Dataset records about object locations:
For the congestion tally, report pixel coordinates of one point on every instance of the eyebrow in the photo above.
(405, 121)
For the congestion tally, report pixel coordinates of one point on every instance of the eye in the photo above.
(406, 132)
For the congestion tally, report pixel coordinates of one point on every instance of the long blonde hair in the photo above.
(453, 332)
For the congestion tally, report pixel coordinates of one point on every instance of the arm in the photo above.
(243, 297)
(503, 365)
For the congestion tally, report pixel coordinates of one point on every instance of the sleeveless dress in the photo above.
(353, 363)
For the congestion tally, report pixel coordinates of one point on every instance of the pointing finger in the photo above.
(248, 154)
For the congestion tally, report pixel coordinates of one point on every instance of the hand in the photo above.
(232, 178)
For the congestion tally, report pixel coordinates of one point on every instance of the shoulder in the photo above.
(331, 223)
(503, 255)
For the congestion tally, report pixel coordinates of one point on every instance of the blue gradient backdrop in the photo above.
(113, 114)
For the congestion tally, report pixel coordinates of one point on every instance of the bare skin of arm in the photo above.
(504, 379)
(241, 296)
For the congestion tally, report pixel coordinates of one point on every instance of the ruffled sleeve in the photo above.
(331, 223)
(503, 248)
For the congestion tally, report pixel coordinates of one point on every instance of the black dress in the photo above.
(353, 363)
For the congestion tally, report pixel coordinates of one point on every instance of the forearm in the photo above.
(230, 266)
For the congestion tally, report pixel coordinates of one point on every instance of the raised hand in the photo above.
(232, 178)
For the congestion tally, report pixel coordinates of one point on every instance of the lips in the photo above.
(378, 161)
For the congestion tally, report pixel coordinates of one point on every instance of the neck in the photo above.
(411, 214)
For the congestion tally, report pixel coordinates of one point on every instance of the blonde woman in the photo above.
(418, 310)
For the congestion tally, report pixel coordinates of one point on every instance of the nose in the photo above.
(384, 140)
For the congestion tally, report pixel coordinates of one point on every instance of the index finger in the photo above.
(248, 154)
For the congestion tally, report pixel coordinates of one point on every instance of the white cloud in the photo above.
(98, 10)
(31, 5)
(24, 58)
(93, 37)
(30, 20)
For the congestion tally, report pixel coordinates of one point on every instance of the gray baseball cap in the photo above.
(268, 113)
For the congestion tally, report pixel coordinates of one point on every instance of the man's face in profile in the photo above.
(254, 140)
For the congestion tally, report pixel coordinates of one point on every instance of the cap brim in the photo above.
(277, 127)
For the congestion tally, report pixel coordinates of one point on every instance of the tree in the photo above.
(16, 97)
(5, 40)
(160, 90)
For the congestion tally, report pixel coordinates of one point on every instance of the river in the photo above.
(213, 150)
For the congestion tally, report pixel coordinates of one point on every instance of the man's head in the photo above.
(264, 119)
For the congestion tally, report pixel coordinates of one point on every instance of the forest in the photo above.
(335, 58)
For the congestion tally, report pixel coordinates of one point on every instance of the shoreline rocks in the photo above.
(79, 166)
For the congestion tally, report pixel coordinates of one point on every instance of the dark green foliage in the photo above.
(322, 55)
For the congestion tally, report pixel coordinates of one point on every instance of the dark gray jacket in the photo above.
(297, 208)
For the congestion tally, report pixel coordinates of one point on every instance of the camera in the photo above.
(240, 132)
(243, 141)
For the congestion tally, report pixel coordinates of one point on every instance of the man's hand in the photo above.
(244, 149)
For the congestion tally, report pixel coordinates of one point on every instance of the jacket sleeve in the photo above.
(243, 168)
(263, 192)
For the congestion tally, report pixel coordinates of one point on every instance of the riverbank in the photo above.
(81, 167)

What the task asks - Produce an exact copy of the lines from the one containing "brim in the photo above." through the last line, and of nothing else.

The result -
For the congestion tally, report pixel coordinates of one point on every instance of the cap brim in the photo above.
(277, 127)
For the congestion tally, report pixel coordinates of one point on every instance of the tree in the photo above.
(16, 97)
(5, 40)
(160, 90)
For the congestion tally, report pixel coordinates of one point on every instance of the river in the photo above.
(213, 150)
For the congestion tally, report pixel coordinates of one point on every instance of the man's head in the photo above.
(264, 119)
For the congestion tally, report pixel coordinates of one point on every instance of the forest in the photo above.
(335, 58)
For the congestion tally, report pixel coordinates of one point on every instance of the shoreline rocks in the photo above.
(79, 166)
For the congestion tally, report pixel coordinates of one point on every instance of the dark green foliage in the photo above.
(322, 55)
For the congestion tally, report pixel coordinates of one point on every instance of the dark gray jacket in the photo above.
(297, 208)
For the congestion tally, report pixel coordinates of one point on every instance of the camera in the photo above.
(240, 132)
(243, 141)
For the congestion tally, report pixel coordinates of one point on every instance of the man's hand in the photo above.
(244, 149)
For the congestion tally, report pixel coordinates of one point on every instance of the jacket sleeve in the photo above.
(243, 168)
(263, 192)
For the congestion tally, report pixel coordinates of one point on every instance of the riverbank in the photo above.
(81, 167)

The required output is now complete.